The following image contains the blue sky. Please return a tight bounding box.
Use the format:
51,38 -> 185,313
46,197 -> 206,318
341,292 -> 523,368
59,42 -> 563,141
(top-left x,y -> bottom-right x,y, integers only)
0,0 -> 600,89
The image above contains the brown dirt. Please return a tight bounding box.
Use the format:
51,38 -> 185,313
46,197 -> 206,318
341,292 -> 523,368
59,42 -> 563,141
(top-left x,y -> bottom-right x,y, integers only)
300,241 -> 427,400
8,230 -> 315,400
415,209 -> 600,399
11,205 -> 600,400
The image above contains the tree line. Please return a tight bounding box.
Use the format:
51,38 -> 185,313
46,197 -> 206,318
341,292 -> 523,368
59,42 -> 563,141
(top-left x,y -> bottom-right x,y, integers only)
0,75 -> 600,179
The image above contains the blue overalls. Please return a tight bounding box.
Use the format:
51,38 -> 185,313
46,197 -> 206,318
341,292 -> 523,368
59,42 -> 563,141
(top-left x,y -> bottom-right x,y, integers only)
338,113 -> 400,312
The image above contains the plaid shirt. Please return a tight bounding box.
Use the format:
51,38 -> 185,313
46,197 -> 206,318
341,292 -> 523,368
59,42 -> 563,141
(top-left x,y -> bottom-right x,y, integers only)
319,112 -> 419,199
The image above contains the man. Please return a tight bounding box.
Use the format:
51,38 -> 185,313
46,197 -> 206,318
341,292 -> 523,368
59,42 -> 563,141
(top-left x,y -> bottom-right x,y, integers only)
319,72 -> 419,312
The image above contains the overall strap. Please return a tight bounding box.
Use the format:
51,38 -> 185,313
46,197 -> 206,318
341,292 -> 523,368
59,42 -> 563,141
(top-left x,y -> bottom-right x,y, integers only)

=-=-=

Task to complete: Rewrite the entries from the line that has "The image above contains the man." through the end of the entries, requests included, and shift every coordinate in the answers up by 55. Keep the requests and their format samples unchanged.

Answer in full:
The image above contains the man. Please return a tight bounding box.
Use the format:
51,38 -> 185,313
46,197 -> 206,318
341,292 -> 523,368
59,42 -> 563,141
(top-left x,y -> bottom-right x,y, integers only)
374,127 -> 474,367
The image above contains the overall strap. Please return a tight bounding box.
Use the format:
51,38 -> 185,313
46,197 -> 206,318
341,292 -> 523,368
59,42 -> 563,141
(top-left x,y -> bottom-right x,y, integers only)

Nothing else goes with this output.